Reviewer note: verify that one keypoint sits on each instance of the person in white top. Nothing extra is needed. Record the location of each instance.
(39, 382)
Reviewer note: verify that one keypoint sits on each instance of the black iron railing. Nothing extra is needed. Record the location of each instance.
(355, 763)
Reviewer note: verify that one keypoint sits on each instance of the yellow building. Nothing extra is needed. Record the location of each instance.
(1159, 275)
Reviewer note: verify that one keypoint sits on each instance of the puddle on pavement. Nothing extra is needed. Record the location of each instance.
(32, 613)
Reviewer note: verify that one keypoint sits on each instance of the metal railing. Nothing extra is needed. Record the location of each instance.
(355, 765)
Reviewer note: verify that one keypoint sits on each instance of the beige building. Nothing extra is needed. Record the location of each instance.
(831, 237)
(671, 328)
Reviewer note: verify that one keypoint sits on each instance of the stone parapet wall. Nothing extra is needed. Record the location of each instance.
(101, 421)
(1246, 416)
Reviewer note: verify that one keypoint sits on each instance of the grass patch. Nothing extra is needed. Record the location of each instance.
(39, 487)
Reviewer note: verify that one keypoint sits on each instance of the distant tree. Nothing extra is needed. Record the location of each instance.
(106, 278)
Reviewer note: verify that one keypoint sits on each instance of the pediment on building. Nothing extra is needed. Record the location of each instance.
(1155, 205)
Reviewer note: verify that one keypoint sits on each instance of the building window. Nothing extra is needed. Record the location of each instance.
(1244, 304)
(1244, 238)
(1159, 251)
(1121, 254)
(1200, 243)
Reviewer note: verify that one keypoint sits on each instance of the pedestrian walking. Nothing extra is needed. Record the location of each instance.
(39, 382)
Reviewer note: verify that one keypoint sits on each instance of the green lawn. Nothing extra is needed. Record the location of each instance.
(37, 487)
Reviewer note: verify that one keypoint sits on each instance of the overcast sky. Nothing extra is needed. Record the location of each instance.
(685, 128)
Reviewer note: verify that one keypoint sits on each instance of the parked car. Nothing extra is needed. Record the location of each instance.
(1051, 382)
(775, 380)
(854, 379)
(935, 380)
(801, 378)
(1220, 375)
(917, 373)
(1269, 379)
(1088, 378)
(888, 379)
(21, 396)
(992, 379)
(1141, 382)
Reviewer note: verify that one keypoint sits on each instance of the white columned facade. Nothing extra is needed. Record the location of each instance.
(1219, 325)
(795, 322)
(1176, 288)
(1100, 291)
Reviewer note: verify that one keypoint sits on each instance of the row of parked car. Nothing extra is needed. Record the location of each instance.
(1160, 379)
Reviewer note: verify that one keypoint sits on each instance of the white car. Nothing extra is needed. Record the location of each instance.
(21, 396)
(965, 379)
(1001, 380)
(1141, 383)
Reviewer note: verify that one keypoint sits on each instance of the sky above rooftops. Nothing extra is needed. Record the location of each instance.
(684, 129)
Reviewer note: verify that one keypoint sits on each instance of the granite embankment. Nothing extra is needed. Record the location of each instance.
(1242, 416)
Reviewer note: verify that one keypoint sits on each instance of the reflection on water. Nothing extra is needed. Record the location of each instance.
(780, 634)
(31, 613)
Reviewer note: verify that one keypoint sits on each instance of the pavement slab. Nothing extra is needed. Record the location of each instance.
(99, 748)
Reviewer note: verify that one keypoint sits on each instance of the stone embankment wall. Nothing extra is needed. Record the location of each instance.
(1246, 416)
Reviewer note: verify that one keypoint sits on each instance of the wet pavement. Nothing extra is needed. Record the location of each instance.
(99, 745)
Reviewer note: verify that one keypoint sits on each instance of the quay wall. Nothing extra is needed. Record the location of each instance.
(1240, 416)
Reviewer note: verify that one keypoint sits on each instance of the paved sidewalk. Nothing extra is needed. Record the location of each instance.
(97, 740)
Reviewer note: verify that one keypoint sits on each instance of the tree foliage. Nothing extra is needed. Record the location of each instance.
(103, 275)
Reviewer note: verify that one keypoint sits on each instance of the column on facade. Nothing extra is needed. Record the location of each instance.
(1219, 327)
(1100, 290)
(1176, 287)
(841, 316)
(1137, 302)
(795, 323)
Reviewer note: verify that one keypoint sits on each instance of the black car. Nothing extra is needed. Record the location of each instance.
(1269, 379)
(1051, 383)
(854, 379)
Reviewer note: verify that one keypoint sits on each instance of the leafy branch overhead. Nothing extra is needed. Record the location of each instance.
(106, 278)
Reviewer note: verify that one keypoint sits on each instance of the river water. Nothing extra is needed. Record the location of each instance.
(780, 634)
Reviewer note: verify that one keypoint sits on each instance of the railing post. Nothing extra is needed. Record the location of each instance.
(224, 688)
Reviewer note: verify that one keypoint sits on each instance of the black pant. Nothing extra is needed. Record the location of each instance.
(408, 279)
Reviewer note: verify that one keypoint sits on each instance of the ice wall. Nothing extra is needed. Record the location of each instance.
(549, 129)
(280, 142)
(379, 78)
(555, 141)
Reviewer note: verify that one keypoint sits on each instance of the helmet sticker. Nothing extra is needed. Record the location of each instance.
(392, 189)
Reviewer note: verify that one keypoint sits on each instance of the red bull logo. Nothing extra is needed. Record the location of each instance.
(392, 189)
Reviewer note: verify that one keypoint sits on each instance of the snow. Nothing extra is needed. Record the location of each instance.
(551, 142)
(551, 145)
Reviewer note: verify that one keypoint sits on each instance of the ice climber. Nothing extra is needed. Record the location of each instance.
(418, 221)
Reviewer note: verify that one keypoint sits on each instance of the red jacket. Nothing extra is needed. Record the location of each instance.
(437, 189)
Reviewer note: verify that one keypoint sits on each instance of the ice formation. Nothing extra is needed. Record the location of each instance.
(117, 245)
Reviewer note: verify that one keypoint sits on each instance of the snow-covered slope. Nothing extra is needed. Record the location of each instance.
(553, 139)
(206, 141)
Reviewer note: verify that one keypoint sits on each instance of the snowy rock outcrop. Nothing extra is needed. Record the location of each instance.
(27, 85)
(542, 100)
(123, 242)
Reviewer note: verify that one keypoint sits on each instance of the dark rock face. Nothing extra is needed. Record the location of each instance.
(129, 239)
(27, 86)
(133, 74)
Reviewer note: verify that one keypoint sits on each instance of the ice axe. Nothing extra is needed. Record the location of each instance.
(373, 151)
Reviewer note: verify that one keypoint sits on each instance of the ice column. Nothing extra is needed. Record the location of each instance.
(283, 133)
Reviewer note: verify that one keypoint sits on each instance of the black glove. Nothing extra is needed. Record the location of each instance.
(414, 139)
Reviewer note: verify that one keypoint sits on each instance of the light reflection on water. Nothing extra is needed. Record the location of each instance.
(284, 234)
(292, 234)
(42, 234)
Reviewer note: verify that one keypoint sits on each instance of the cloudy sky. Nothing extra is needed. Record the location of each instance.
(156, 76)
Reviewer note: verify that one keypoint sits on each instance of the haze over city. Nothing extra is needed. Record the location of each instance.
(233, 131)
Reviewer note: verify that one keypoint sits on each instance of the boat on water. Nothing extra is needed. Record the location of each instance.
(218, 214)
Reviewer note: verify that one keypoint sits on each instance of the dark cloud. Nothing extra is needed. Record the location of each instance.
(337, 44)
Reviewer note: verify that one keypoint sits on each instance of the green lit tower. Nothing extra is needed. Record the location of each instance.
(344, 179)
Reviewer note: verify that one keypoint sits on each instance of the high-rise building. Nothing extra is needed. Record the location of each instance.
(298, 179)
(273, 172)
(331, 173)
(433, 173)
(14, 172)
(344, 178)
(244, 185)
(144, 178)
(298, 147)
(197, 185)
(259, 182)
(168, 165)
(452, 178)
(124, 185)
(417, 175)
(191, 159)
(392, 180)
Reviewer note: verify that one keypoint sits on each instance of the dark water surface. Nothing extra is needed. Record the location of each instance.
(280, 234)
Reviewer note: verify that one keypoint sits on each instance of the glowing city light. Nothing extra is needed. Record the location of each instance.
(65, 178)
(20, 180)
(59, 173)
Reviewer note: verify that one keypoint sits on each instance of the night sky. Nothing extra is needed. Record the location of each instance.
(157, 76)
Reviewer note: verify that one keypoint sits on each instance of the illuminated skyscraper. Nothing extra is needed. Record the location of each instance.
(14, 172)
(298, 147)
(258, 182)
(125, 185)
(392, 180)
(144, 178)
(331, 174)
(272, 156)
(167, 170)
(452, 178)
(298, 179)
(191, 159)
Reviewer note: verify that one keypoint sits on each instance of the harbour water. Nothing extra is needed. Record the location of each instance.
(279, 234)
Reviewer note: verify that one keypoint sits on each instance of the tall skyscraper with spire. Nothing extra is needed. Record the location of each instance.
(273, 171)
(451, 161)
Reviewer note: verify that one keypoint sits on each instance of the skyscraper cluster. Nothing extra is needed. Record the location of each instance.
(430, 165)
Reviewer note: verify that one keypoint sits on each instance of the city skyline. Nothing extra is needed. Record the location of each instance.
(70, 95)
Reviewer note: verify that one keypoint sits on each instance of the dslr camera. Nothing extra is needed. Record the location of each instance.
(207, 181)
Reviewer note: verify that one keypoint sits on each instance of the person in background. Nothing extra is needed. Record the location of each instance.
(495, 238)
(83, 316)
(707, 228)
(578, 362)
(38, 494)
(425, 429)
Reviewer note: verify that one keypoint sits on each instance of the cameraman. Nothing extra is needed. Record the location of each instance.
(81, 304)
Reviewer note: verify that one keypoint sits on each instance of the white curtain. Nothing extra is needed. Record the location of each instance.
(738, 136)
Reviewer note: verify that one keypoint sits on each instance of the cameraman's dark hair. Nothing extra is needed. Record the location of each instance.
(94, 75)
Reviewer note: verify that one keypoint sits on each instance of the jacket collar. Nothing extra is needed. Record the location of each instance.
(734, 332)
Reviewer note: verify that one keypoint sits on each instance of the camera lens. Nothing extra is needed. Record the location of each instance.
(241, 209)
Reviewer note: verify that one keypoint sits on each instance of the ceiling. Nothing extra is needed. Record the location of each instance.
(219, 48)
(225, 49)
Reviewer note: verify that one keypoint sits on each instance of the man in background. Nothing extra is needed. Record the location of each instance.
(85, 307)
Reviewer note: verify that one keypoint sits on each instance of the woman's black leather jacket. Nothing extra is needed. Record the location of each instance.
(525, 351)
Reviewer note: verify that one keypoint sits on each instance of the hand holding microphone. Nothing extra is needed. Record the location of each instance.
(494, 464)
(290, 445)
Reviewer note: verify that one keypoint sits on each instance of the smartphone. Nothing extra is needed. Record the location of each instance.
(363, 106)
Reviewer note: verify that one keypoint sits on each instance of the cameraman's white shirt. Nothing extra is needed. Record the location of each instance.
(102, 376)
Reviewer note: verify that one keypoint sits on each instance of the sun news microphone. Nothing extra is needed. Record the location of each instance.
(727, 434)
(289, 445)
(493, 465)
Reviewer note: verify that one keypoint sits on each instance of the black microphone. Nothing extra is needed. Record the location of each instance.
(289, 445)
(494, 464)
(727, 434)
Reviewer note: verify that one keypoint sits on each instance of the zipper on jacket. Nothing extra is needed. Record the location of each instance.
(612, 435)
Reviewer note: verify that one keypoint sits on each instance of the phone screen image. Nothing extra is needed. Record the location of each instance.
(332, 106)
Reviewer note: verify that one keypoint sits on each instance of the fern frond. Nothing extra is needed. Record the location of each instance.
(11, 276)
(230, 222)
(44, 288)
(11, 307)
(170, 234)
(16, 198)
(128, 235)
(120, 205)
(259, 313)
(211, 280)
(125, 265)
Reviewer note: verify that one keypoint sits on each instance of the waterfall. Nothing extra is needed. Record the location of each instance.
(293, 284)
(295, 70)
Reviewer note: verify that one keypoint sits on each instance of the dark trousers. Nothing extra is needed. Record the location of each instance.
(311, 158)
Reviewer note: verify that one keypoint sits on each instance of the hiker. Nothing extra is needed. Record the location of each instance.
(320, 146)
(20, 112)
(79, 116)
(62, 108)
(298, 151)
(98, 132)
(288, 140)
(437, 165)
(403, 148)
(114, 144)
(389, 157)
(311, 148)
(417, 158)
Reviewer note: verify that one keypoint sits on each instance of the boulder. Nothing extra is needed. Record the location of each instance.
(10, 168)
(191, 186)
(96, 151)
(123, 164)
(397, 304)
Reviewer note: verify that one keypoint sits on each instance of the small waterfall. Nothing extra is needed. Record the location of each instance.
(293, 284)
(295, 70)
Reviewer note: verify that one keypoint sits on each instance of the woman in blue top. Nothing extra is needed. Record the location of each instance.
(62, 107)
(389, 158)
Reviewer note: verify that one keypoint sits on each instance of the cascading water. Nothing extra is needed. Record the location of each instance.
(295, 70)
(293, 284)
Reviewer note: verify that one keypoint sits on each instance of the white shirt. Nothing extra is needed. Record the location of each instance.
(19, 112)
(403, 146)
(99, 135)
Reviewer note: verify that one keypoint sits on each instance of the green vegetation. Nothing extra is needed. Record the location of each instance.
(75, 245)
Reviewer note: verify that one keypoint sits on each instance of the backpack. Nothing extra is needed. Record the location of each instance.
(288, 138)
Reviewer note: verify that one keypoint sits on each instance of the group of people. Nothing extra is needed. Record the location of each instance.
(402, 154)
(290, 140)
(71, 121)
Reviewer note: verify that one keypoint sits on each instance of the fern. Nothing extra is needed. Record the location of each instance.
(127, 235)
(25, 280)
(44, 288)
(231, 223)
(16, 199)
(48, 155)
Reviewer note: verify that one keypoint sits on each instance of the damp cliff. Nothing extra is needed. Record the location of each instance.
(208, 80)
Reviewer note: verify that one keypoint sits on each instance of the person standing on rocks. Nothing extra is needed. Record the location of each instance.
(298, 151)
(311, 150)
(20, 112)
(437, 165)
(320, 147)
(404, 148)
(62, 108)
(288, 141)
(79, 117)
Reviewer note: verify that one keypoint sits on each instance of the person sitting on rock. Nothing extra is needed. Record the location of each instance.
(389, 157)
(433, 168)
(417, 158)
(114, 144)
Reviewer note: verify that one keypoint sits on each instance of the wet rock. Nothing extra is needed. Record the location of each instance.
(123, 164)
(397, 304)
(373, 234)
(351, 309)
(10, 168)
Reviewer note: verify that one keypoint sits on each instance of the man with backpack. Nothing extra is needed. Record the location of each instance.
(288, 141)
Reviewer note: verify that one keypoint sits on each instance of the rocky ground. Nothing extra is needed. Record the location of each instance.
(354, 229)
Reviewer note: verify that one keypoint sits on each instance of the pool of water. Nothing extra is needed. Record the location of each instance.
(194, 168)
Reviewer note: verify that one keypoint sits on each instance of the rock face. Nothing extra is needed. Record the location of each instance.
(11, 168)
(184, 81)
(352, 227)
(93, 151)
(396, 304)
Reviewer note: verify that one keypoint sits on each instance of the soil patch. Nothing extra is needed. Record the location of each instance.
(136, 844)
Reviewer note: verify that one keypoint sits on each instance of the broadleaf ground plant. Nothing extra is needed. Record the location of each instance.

-- WHAT YOU ARE ASKED TO DO --
Lay out, as a numbered list with blank lines omitted, the lines of the records above starting at the line containing "of the yellow" and ending at the line containing "(1159, 275)", both included.

-- WRITTEN ANSWER --
1. Reviewer note: verify that one keypoint sits on each instance of the yellow building. Nothing extra is needed. Record the location of each instance.
2. (1159, 275)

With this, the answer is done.